━━━ DATA SHOWN
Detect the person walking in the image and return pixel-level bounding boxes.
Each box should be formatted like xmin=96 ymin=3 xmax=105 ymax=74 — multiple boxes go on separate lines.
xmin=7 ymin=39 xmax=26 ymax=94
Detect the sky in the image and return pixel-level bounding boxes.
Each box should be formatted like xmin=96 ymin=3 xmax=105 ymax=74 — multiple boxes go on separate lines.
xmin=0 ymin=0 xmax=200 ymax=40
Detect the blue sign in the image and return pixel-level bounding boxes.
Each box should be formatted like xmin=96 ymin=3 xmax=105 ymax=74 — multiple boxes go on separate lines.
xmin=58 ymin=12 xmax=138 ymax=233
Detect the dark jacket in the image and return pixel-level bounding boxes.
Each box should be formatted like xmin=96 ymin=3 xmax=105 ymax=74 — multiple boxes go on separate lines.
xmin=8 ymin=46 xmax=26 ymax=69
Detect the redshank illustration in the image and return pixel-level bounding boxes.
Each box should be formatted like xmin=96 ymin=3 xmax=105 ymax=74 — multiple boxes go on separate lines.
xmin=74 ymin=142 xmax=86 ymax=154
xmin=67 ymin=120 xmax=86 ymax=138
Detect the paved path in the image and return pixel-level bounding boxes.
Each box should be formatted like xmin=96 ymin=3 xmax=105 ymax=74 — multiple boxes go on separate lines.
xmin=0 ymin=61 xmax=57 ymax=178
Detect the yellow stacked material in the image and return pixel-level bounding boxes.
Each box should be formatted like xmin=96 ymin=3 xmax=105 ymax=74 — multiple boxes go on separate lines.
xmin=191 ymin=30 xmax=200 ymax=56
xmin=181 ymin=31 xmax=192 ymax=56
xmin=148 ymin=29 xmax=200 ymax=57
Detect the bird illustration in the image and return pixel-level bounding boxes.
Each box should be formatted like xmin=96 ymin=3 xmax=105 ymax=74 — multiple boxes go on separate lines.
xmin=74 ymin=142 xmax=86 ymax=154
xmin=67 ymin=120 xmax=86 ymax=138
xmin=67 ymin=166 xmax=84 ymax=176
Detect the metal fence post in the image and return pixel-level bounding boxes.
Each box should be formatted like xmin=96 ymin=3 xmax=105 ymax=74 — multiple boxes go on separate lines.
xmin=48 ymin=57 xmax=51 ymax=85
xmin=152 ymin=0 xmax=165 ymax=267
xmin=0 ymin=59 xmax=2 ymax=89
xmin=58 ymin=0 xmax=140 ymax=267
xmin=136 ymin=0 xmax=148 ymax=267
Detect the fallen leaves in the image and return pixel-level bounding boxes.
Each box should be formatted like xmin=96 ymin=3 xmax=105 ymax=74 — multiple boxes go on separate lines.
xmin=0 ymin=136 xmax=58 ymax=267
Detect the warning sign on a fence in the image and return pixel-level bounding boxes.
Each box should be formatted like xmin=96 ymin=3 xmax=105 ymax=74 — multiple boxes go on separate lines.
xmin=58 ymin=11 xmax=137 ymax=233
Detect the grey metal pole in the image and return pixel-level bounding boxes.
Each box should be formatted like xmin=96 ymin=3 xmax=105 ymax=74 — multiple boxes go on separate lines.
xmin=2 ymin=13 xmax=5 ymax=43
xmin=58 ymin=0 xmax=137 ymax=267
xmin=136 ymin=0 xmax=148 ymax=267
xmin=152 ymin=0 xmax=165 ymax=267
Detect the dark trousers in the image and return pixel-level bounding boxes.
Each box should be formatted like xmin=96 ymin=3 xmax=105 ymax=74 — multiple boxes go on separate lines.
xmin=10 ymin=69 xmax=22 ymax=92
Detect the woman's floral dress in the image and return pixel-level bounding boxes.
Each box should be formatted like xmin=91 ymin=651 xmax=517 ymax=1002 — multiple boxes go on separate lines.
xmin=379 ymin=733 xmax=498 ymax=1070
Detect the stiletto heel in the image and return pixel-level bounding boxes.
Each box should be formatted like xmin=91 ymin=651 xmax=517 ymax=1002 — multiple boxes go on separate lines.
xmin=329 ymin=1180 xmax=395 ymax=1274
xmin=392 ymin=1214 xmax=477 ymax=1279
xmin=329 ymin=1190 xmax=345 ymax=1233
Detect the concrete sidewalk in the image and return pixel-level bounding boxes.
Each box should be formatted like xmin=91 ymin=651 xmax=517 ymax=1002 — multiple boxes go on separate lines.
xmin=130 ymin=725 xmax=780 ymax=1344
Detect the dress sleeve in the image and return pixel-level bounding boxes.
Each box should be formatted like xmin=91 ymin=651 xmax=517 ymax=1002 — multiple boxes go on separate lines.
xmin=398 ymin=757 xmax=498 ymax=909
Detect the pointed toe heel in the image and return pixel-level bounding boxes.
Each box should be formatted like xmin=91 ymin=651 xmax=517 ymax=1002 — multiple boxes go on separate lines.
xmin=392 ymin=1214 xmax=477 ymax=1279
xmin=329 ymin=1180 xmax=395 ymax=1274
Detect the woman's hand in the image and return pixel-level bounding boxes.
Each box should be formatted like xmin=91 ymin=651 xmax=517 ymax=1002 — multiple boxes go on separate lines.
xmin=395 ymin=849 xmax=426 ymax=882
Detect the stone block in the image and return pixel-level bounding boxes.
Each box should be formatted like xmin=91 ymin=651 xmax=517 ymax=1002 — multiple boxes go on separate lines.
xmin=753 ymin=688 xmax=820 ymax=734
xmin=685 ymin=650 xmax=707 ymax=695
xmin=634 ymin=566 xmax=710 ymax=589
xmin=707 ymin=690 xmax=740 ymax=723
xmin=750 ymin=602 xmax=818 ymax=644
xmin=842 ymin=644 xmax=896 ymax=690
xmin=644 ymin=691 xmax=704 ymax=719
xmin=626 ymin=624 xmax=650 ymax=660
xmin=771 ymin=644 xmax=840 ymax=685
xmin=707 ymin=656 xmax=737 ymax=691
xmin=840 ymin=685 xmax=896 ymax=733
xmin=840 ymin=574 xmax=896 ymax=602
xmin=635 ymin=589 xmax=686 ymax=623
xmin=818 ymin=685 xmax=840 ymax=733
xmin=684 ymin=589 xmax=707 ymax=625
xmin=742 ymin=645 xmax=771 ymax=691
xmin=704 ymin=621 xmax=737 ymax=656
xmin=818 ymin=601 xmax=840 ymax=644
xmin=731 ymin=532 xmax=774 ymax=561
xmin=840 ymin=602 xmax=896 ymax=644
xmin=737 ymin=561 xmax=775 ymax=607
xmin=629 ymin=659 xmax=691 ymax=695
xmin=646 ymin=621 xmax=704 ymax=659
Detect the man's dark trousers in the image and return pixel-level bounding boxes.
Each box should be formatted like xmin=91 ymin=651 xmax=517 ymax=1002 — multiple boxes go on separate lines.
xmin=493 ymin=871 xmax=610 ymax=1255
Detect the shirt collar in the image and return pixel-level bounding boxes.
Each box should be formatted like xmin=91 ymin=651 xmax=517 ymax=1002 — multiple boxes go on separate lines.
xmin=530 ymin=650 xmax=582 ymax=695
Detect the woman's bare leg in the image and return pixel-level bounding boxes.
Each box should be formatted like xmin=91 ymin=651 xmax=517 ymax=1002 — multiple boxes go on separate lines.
━━━━━━
» **PROBLEM STATEMENT**
Put the lines into a two-column CSV with the headers text and answer, one row for each text and its answer, starting with the line containing "Detect the concrete" and going on through the line containing "xmin=130 ymin=725 xmax=780 ymax=1344". Put each field in quotes and turn line breaks into spaces.

» **OUTPUT**
text,answer
"Detect the concrete sidewalk in the image and return pixel-level bounding boxes. Each box should be formatted like xmin=91 ymin=651 xmax=517 ymax=1002 — multiple boxes go on separate lines.","xmin=130 ymin=725 xmax=780 ymax=1344"